What the task asks.
Leaving nothing out, print each line of the material exactly.

Input data.
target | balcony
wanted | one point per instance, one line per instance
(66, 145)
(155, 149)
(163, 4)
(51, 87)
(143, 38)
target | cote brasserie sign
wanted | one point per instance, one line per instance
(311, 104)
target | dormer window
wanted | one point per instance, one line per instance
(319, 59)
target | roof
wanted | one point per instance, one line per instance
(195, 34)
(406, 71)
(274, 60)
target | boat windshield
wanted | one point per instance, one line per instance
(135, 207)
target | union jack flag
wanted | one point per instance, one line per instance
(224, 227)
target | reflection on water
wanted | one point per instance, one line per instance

Solution for this task.
target | balcony
wanted | one point per instance, one line per instance
(66, 145)
(155, 149)
(163, 4)
(51, 87)
(143, 38)
target | cote brasserie sign
wanted | one point per instance, one line per instance
(311, 104)
target | dormer window
wanted | one point per instance, one line per instance
(319, 59)
target | roof
wanted | one point per instance, one line per instance
(195, 34)
(406, 71)
(274, 60)
target | boat windshield
wanted | one point per instance, one line per instance
(135, 207)
target | union jack flag
wanted | one point per instance, one line per instance
(224, 227)
target | reflection on water
wanted | one point per instance, one line per instance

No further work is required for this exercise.